Houston women take on fight to end sex trafficking

May 21, 2013 4:16:50 PM PDT
Here's something unimaginable: Girls as young as 12 being sold for sex. Houston has become a hub for human trafficking.

On Monday night, we shared the terrifying story of one survivor. Now, we have the story of the tough Harris County prosecutor who has made it her mission to zero in on "pimps and Johns" and put them behind bars.

"You would not believe the amount of truck drivers that slept with me. They were in their 40's and 50's and there's no way, I wasn't even developed hardly at all," sex trafficking survivor Cheryl Briggs said.

Briggs knows the life of a sex trafficking victim. Like many other runaways, she was sold for sex at age 12.

"Sometimes these pimps even have their babies and they tell them, 'If you want your baby, guess what, come back with $500 or I'll give it to a pedophile,'" Briggs said.

Houston has become a hub for human trafficking. But one Houston woman believes she can help to change that.

"Unfortunately, historically these children have been prosecuted and there have not been as many attempts to go after the pimps. And so that's one of the things we are trying to do, is change it," said Ann Johnson, an assistant Harris County district attorney.

Johnson has been named the human trafficking specialist and after winning a landmark case, Johnson is taking an aggressive new approach.

"The Texas Supreme Court recognized that child prostitutes do not get involved in this freely. They are victims, they are not offenders," she said.

Johnson is now prosecuting the pimps and the Johns -- not the girls.

"That's for their protection, to make sure they are taken out of this environment," she said.

** Provided data **
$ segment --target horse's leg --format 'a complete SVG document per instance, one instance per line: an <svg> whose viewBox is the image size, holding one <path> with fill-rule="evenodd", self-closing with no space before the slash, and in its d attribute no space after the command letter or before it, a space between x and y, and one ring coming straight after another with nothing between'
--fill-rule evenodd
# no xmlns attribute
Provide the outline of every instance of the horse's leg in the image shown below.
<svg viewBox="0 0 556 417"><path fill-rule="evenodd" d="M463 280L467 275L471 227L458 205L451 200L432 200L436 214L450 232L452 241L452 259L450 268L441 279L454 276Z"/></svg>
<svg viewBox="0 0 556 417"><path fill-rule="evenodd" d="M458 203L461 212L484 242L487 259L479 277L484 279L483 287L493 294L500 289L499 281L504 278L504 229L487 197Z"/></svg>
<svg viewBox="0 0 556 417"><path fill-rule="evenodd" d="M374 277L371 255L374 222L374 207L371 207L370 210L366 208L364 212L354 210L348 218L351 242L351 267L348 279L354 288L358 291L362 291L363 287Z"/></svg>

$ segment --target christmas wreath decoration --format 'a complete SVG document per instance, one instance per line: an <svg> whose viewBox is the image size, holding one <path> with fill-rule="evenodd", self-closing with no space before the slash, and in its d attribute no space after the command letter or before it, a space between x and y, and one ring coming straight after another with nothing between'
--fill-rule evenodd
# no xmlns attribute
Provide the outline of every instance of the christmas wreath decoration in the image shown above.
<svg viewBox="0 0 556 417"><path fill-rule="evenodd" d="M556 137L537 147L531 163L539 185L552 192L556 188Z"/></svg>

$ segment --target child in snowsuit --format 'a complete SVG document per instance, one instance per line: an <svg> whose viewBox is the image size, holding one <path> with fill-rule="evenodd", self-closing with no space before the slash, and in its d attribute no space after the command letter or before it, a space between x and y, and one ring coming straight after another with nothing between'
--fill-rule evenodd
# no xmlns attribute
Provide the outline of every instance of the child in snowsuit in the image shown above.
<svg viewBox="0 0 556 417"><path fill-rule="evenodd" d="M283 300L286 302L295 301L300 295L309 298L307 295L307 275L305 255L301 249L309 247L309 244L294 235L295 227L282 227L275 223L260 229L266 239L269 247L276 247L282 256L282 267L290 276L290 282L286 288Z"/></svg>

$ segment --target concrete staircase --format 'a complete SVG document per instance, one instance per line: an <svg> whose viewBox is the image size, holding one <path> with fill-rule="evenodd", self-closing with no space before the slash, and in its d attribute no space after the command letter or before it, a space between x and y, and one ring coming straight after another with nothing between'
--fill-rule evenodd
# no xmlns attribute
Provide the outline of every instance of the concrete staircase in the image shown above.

** Try it **
Return the passage of the Houston sex trafficking article between "Briggs knows the" and "County district attorney.", inclusive, copied word for word.

** Task answer **
Briggs knows the life of a sex trafficking victim. Like many other runaways, she was sold for sex at age 12.

"Sometimes these pimps even have their babies and they tell them, 'If you want your baby, guess what, come back with $500 or I'll give it to a pedophile,'" Briggs said.

Houston has become a hub for human trafficking. But one Houston woman believes she can help to change that.

"Unfortunately, historically these children have been prosecuted and there have not been as many attempts to go after the pimps. And so that's one of the things we are trying to do, is change it," said Ann Johnson, an assistant Harris County district attorney.